TASK DETAILS →
Rewrite the listing from the line that contains "Give the mask of every instance of the wooden" through the end, inclusive, replacing "wooden post" with "fence post" and leaving everything else as it is.

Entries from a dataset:
"""

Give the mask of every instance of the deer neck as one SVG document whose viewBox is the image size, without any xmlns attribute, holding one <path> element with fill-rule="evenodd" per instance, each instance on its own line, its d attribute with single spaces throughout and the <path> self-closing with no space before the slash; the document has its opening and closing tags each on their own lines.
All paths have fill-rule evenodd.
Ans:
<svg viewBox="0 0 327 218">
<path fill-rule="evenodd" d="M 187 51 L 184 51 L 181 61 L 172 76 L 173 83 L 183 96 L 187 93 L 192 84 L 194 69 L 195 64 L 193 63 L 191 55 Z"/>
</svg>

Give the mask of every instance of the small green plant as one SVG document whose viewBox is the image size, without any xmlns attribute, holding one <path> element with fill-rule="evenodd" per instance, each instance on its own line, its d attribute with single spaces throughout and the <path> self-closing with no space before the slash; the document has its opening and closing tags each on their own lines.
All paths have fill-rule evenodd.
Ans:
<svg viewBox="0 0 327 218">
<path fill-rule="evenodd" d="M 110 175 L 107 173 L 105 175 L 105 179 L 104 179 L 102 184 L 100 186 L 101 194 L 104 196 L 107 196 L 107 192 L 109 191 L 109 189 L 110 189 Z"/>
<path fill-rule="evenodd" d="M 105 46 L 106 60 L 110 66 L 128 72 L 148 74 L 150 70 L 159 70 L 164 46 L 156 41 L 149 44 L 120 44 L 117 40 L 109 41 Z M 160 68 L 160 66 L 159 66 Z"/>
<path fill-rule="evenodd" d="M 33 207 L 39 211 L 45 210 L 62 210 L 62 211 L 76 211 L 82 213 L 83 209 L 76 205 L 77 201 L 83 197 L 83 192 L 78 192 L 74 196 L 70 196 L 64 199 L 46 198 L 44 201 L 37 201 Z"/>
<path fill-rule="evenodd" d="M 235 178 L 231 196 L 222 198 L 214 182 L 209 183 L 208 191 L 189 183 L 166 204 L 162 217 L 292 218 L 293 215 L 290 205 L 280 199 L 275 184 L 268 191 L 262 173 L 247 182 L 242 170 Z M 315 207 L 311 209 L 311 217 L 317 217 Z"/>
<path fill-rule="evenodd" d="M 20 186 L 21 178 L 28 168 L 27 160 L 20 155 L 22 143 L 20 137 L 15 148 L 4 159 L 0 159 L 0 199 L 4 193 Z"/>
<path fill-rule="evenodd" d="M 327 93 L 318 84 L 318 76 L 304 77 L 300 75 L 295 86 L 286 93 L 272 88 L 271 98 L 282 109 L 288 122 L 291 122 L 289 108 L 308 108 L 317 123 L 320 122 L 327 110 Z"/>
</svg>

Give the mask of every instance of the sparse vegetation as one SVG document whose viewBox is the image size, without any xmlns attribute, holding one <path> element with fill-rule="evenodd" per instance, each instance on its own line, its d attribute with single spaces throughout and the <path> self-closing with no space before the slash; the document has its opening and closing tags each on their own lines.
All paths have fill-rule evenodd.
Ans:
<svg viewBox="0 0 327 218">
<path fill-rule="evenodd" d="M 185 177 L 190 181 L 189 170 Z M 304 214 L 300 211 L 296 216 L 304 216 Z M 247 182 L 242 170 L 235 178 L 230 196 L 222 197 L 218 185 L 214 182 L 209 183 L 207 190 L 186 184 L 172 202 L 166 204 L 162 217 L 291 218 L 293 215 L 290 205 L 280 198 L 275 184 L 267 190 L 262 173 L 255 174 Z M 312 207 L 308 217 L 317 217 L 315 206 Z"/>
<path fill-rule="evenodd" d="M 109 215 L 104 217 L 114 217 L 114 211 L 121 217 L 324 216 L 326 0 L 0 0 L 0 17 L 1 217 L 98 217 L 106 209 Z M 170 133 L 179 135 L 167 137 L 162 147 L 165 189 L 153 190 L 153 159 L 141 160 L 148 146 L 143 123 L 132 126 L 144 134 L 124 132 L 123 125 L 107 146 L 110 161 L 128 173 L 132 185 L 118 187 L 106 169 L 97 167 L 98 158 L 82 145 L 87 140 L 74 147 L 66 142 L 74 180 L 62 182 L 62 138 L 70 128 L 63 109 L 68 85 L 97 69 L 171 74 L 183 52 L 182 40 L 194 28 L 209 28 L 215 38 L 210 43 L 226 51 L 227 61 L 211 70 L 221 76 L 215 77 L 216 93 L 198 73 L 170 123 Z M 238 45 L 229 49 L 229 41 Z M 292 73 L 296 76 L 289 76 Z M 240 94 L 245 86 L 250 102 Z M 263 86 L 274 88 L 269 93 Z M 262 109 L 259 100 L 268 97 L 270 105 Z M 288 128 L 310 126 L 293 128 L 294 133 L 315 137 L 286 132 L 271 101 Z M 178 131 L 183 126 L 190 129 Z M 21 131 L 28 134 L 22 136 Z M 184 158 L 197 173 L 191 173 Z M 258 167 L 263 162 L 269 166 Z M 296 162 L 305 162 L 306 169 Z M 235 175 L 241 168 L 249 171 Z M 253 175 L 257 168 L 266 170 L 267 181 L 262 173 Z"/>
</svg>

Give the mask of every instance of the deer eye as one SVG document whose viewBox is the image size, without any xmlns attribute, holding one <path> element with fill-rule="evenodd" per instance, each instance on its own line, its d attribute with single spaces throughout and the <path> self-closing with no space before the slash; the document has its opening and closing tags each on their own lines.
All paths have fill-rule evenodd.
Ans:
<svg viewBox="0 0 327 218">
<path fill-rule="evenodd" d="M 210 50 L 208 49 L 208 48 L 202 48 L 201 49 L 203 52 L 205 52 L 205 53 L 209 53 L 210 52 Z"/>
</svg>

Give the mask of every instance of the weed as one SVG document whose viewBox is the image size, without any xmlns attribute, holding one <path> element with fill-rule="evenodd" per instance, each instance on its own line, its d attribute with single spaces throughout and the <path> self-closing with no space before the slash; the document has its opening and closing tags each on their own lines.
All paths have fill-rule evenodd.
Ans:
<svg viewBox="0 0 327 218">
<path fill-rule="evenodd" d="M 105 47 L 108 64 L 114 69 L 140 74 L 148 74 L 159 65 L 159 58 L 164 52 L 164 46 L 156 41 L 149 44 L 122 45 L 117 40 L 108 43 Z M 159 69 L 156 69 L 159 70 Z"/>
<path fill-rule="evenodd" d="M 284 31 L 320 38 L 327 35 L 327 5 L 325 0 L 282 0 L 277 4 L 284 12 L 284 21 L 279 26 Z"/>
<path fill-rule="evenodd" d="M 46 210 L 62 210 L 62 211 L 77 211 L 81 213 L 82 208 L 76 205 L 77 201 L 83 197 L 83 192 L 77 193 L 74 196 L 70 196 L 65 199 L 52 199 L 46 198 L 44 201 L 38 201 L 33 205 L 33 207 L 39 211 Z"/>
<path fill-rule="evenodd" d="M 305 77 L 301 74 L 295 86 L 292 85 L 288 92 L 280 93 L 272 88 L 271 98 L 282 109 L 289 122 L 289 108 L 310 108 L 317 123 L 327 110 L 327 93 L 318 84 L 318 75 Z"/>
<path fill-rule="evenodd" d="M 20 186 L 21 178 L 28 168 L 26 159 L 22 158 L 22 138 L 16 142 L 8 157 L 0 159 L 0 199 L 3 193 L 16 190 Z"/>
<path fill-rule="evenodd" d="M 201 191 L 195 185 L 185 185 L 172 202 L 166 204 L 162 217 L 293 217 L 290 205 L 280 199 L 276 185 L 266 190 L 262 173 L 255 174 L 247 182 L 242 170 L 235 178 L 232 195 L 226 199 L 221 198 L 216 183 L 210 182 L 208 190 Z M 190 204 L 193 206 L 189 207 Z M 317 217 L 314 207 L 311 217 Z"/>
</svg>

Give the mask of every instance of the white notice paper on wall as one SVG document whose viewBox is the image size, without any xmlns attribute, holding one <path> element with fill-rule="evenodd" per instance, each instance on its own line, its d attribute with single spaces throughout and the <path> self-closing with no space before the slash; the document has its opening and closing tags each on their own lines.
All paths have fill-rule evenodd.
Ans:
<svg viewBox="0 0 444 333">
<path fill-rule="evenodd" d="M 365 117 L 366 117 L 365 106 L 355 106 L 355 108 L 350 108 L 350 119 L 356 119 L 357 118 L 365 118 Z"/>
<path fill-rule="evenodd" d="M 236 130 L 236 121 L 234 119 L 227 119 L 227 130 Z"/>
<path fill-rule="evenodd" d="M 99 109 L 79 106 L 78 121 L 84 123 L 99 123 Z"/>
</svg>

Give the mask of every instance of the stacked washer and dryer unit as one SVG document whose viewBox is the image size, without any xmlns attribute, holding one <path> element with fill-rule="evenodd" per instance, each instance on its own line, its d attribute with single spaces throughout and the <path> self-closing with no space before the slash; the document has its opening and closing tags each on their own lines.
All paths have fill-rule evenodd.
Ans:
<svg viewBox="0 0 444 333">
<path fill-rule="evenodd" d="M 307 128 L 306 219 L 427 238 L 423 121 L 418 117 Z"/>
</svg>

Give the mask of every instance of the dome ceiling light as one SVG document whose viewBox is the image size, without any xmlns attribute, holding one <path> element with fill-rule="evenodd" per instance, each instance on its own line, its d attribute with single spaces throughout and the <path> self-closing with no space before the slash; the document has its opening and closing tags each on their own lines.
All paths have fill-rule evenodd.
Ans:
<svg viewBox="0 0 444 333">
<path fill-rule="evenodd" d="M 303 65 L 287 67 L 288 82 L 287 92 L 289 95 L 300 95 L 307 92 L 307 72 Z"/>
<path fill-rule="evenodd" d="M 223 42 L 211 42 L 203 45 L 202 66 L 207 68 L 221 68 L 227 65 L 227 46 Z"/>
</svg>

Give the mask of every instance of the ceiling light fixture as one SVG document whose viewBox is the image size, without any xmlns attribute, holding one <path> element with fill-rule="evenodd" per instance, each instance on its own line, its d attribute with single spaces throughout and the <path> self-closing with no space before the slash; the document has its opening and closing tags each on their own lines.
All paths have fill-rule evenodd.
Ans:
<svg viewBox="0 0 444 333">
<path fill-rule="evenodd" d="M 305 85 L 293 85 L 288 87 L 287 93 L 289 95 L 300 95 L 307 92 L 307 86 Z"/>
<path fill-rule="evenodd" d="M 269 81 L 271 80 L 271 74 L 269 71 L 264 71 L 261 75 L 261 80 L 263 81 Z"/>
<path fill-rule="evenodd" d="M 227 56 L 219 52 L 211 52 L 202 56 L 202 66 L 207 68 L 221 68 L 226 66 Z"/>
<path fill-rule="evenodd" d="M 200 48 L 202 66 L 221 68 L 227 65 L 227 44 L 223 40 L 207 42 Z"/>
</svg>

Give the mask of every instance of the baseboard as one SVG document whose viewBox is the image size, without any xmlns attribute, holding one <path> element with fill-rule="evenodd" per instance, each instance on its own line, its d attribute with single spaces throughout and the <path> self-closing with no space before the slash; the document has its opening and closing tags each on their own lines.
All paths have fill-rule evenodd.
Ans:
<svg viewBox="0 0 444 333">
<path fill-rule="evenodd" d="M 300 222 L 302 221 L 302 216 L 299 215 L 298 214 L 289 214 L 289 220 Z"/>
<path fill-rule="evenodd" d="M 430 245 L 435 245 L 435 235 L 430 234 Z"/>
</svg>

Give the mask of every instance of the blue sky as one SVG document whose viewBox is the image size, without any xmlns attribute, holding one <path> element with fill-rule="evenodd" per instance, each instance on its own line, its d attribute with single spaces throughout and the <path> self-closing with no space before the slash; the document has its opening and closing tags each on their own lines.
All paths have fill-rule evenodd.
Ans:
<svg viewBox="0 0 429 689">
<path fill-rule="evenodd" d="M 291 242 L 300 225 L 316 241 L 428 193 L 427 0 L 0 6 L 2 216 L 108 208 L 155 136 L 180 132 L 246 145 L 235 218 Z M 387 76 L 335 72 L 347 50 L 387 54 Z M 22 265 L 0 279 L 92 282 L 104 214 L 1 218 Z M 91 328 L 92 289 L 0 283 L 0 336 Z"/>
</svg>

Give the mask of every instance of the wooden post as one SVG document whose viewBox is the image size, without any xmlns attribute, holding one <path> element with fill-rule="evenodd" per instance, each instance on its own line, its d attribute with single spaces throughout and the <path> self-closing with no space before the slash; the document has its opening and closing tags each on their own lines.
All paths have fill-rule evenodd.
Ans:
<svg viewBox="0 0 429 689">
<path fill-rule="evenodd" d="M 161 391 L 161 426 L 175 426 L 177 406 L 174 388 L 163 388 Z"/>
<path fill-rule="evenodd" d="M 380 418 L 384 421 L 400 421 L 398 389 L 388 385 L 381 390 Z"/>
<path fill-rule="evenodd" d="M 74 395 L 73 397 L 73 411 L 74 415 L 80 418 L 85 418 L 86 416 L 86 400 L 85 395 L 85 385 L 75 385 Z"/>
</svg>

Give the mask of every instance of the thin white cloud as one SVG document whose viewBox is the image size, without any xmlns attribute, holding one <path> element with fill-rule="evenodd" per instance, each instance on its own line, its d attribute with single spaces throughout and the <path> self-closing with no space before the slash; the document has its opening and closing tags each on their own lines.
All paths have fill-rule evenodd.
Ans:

"""

RESPONSE BELOW →
Give the mask of every instance of the fence post as one SVG document whose viewBox is the image size, without any xmlns attribute, holding one <path> element with fill-rule="evenodd" per instance, each instance on its own line, its d attribute with single spaces throughout and the <path> self-closing with no space before the slash; the document has its opening and closing tags each on their own lines.
All paths have fill-rule evenodd.
Ans:
<svg viewBox="0 0 429 689">
<path fill-rule="evenodd" d="M 161 391 L 161 426 L 175 426 L 177 406 L 174 388 L 163 388 Z"/>
<path fill-rule="evenodd" d="M 380 418 L 384 421 L 400 421 L 398 389 L 388 385 L 381 390 Z"/>
<path fill-rule="evenodd" d="M 74 395 L 73 397 L 73 411 L 74 415 L 80 418 L 85 418 L 86 416 L 86 400 L 85 395 L 85 385 L 75 385 Z"/>
</svg>

Give the mask of every instance of the thin white cloud as one SVG document whose viewBox is the image size, without any xmlns attribute, holding one <path> element with fill-rule="evenodd" per instance, each instance on its own line, its d attribute with single spaces throughout and the <path> self-closing with no space before the slash; the document has its opening and closing tags each on their own lines.
All paths have fill-rule evenodd.
Ans:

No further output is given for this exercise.